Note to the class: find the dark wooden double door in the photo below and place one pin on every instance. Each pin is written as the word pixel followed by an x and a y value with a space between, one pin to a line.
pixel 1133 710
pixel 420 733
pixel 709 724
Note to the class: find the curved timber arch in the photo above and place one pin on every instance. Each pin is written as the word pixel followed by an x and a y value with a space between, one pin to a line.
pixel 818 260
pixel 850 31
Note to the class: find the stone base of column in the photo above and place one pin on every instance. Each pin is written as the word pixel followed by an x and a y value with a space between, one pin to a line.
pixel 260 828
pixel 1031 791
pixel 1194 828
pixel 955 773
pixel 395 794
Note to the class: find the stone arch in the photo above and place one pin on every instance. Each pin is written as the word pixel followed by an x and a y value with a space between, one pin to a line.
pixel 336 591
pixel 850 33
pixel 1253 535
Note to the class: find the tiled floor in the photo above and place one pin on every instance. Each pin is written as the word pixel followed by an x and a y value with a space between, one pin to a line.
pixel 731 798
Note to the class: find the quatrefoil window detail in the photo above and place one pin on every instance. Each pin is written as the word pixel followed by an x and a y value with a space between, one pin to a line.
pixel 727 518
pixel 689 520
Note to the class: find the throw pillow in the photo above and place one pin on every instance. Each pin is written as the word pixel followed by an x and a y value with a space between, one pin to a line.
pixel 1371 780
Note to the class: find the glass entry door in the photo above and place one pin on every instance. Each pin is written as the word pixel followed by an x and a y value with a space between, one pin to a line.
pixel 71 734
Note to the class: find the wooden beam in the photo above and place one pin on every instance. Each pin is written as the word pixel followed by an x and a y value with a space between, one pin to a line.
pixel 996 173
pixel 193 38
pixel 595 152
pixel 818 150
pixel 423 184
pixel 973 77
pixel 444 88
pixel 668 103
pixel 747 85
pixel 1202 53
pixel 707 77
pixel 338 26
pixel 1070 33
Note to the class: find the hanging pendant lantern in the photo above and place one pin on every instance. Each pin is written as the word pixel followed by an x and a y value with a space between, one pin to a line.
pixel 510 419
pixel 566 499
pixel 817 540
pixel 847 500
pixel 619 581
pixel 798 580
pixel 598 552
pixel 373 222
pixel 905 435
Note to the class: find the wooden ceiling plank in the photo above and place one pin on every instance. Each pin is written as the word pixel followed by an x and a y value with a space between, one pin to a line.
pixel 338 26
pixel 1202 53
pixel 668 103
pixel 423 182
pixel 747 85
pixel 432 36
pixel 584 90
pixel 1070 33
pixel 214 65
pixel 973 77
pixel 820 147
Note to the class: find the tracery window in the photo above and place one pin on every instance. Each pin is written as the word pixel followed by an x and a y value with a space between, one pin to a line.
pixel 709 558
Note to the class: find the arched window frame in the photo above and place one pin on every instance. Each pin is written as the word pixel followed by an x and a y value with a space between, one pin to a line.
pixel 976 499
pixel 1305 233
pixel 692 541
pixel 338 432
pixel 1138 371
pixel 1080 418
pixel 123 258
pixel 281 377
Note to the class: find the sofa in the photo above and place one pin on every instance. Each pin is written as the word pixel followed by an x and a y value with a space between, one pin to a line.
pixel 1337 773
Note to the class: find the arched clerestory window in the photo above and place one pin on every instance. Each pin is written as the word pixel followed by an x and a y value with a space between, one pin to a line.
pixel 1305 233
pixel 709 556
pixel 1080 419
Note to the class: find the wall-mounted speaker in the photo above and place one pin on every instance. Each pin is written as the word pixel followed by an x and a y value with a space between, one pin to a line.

- _The problem_: Please quote the data above in full, with no line missing.

- _Answer to this task_:
Note to the class: find the dark wooden double door in the photo below and place one pin on every instance. Each pin is written as the word pixel followed by an x and a y value with a space between, one pin to a line.
pixel 1133 710
pixel 420 733
pixel 709 724
Note to the class: find the curved timber arch in the photo above and place one pin on every instance. Each pin is written as the word pixel followed by an x and a y value with a space between, one pin to a line.
pixel 818 260
pixel 850 31
Note to the class: find the stone base of column in the photo above and place one pin on every instance. Each pin is written as the word pixel followed by an x and a y value with a space between, one pin to a line.
pixel 260 828
pixel 1031 791
pixel 1194 828
pixel 955 773
pixel 395 794
Note to the class: find the stone arch in the photo above and place one pin on every instance. Each pin is written as the word pixel followed by an x and a y value with a space between, one pin to a line.
pixel 336 591
pixel 850 33
pixel 1253 535
Note to the class: find the tiled floor in the photo above and place one pin on every instance. Each pin is written as the word pixel followed by an x and a y value with a space between, one pin to a line.
pixel 731 798
Note to the class: find the quatrefoil window detail in the photo above and place one pin on every instance. Each pin is written as the word pixel followed by an x and a y value with a space between, one pin to a line.
pixel 727 518
pixel 689 520
Note to the class: find the throw pillow in the photo above and place one pin on every instance. Each pin is written as the word pixel followed by an x and a y value with a space between, one pin to a line.
pixel 1371 780
Note to the class: find the glass entry door in the photo above and place one pin on every instance. Each pin is written as the word pixel followed by an x and a y value with a space between, one pin to a line.
pixel 71 734
Note to the class: find the wooden beam in the photo above and place one pin on every instance. Each pin is written as the word pixel followed by an x and a y value with a space between, one pin to a line.
pixel 996 173
pixel 193 38
pixel 595 152
pixel 818 150
pixel 423 184
pixel 973 77
pixel 444 88
pixel 668 103
pixel 747 85
pixel 1202 53
pixel 707 77
pixel 338 26
pixel 1070 33
Note to the class: find the hanging pendant lantern in the photo above and place one pin on every instance. Each pin is written as the word pixel followed by an x and a y value with a space between, one pin to a line.
pixel 510 419
pixel 566 499
pixel 817 540
pixel 847 500
pixel 619 581
pixel 798 580
pixel 598 552
pixel 373 222
pixel 905 435
Note to the class: find the wooden ceiling plank in the photo above and place one pin on every instance. Each pin is written as the word pixel followed by an x and a y value with a space between, one pin to a line.
pixel 338 26
pixel 1202 53
pixel 668 103
pixel 423 182
pixel 747 85
pixel 432 36
pixel 584 90
pixel 1070 33
pixel 214 65
pixel 973 77
pixel 820 147
Note to the class: find the tracery window in the photo above and place one pin on every instance. Each pin is written as the word pixel followed by an x and a y value with a space between, one pin to a line.
pixel 709 558
Note to the class: find the arched window frame in the photo above and place one pin on every instance. Each pin is written as the word pixel followed by an x and a y value with a space between, one pin to a line.
pixel 976 499
pixel 1305 233
pixel 692 541
pixel 338 432
pixel 1138 371
pixel 1080 418
pixel 123 258
pixel 281 377
Note to the class: find the sofa in the photo above and place one pin on every instance. Each pin is written as the word pixel followed by an x and a y value with a space between, one pin to a line.
pixel 1337 773
Note to the class: find the arched clerestory window in the photo above and place one pin on every instance. Each pin is written as the word pixel followed by an x and a y value with a space between, one pin to a line.
pixel 1305 233
pixel 709 556
pixel 1080 419
Note to the class: find the wall-mounted speaker in the photo above and place one pin on every instance. Each pin is written as the word pixel followed by an x and a y value with a space between, one pin to a line.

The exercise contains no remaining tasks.